_Text segment_
-- Opening Marker --

Celje Cathedral (celjska stolnica) is a Roman Catholic cathedral dedicated to the Prophet Daniel in Celje, Slovenia. It has been the episcopal seat of the diocese of Celje since the creation of the diocese in 2006.

==History and description==
As early as the 12th century there was a small basilica on the site. This was replaced in 1306 by the present building, which served as the church of the abbey which during the Middle Ages stood on the edge of the town. In 1379 the rib vaulted roof was created. The church was altered several times up to the 16th century. In 1413 the Gothic chapel of the Mater Dolorosa was added, which was dedicated in 1420 by the bishop of Freising, Hermann von Cilli. Here is located a carved wooden Pietà, which is the main treasure of the church.

The three-aisled nave has a flat roof and a separate space for the segregated use of nuns. The ceilings are decorated with frescoes of the 15th century, but those of the choir are older than those of the nave: the fragment of the figure of Christ in the middle of the choir ceiling may even date from the 14th century. Other frescoes depict the Three Kings.

-- Closing Marker --

_Material supplied_

-- Opening Marker --

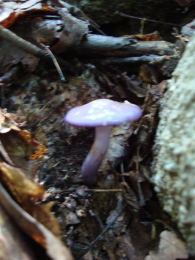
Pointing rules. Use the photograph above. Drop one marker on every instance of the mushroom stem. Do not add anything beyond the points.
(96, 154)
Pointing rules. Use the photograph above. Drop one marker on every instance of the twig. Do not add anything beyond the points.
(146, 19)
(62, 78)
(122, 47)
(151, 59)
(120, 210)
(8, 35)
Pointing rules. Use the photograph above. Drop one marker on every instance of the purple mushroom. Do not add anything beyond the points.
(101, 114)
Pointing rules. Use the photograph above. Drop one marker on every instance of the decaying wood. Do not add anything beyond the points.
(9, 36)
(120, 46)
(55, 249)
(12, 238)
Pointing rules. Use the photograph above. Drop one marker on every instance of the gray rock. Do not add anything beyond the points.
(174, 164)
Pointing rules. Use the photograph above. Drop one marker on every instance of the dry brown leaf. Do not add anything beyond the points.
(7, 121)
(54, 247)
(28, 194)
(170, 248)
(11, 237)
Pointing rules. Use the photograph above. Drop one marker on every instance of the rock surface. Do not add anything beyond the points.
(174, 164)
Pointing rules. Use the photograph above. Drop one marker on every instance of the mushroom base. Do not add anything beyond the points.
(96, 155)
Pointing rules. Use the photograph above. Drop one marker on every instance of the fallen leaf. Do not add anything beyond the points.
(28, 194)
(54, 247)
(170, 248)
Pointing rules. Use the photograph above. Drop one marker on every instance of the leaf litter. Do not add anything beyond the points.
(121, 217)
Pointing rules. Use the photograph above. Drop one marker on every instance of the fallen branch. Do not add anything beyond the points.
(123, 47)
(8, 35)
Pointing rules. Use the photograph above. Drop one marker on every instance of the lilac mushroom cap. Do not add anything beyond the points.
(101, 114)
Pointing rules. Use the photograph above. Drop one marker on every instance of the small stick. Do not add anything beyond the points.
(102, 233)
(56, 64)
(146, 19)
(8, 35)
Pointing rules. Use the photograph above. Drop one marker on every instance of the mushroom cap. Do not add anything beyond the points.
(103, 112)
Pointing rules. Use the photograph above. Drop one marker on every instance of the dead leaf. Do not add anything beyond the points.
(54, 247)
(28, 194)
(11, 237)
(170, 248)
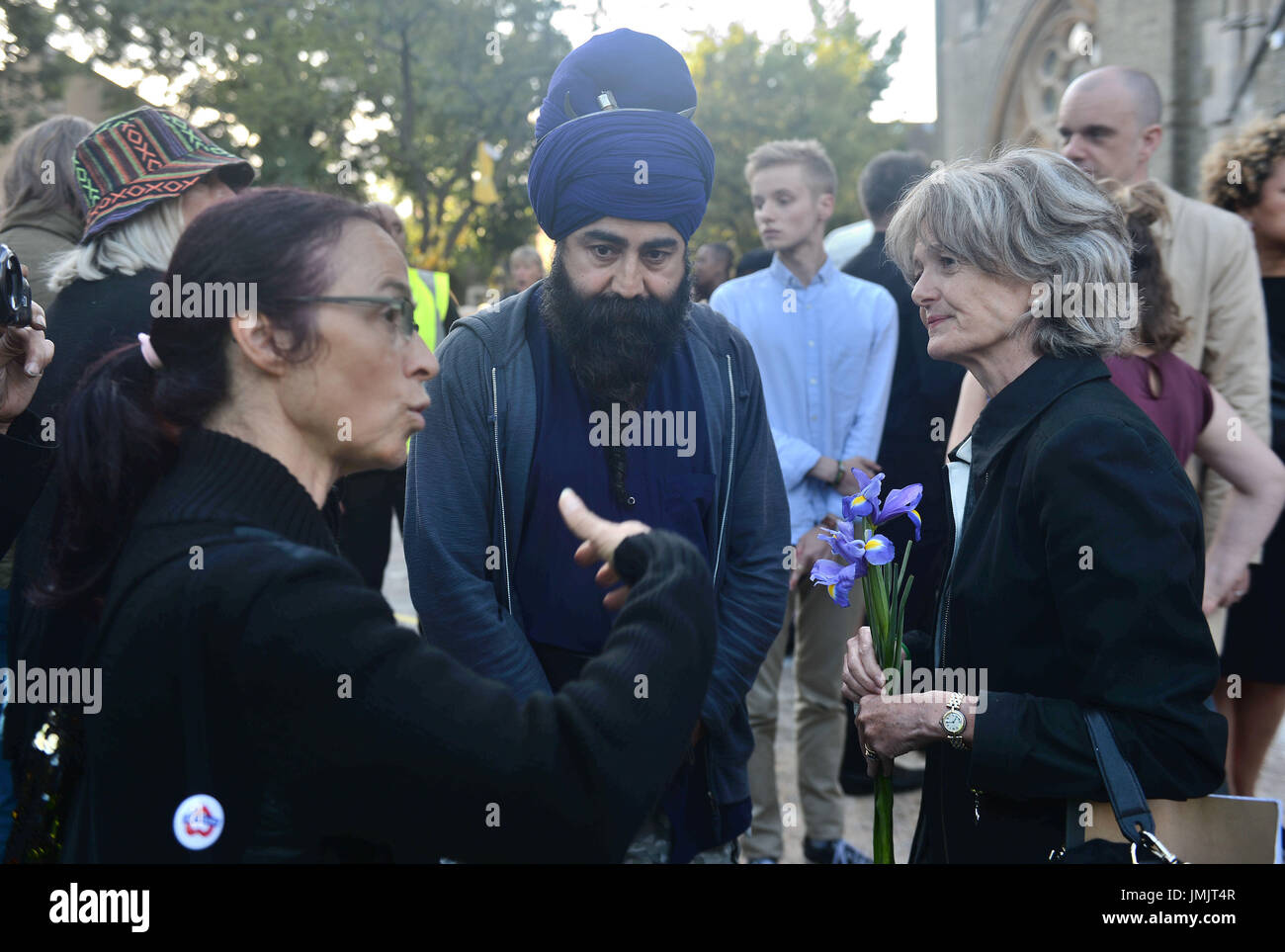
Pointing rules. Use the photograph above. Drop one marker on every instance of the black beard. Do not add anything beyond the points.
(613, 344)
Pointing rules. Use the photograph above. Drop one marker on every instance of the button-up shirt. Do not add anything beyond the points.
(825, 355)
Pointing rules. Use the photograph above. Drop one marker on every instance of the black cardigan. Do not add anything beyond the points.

-- Closing Marker --
-- Opening Marker --

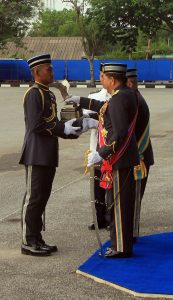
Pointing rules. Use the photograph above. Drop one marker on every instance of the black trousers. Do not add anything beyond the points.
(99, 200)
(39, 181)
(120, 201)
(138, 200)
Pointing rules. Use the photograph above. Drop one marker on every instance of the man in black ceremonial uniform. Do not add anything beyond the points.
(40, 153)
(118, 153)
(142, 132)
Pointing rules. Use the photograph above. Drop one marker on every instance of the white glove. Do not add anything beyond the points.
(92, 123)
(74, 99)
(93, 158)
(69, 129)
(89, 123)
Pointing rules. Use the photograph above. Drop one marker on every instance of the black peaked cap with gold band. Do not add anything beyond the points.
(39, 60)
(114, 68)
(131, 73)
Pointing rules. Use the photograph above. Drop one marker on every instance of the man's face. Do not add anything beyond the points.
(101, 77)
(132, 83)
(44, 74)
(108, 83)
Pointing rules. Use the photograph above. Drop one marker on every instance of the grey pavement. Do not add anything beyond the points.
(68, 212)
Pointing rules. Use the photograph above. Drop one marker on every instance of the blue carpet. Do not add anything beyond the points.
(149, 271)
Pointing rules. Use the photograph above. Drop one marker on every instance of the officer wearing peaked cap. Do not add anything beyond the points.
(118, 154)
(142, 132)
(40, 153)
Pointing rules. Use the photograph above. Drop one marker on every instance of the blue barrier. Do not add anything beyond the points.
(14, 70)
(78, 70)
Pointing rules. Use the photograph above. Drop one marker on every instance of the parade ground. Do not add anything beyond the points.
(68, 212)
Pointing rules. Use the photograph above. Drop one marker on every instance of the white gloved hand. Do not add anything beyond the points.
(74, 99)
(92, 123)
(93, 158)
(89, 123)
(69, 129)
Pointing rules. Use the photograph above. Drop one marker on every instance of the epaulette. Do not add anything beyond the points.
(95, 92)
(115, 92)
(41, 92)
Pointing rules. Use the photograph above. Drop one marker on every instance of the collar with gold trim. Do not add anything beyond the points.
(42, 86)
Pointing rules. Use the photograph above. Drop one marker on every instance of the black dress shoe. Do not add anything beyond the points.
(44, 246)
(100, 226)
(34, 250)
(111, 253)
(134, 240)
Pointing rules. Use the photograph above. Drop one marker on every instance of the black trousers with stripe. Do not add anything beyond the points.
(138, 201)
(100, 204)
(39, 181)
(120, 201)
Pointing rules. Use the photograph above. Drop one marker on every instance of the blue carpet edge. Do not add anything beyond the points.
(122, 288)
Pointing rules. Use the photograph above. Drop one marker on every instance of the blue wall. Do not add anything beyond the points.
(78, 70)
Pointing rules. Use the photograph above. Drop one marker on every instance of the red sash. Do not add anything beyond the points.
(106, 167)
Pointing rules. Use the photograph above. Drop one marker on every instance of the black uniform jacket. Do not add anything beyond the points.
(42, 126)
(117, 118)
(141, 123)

-- Closing Marker --
-- Opening Marker --

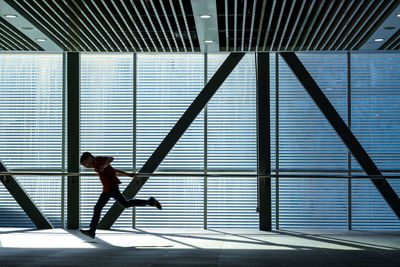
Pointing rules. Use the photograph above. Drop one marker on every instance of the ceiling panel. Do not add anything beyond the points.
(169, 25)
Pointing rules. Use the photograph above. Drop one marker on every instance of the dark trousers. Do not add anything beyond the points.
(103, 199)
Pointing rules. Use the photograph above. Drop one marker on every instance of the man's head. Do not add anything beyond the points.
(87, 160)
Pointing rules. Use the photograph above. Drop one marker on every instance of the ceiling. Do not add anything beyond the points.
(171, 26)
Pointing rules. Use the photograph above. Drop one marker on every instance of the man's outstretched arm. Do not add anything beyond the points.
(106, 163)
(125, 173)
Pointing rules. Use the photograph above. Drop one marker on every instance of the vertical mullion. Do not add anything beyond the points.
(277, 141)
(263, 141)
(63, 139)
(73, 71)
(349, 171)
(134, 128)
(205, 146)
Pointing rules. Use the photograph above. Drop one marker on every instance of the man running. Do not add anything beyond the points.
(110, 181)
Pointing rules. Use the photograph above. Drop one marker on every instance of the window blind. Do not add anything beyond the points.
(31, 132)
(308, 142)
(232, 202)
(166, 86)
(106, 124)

-- Closing Marker --

_Task item 1_
How would you translate this sentence from the Celje Cathedral text into Spanish: "Other frescoes depict the Three Kings."?
_Task item 2_
According to the Celje Cathedral text, in what year was the Gothic chapel of the Mater Dolorosa added?
_Task item 3_
Can you carry the Celje Cathedral text forward from its last sentence?

_Answer box 1_
Otros frescos representan a los Reyes Magos.

_Answer box 2_
1413

_Answer box 3_
During the Baroque period a brightly-decorated chapel of Saint Francis Xavier was added.

The painting of the chancel is by Michael Rosenberger, an artist who restored it in 1851. In 1858 the church was given its present Gothic Revival appearance. Various gravestones from the Middle Ages and the Renaissance (up to the 17th century) decorate the inside and outside walls.

The 39th bishop of Freising, Hermann von Cilli, who died in Celje on 13 December 1421 after an operation, was buried in the church. His monument is now in the presbytery on the Gospel side.

After the reform of the liturgy the windows of the chapel of the Mother of God were replaced by colourful modern windows.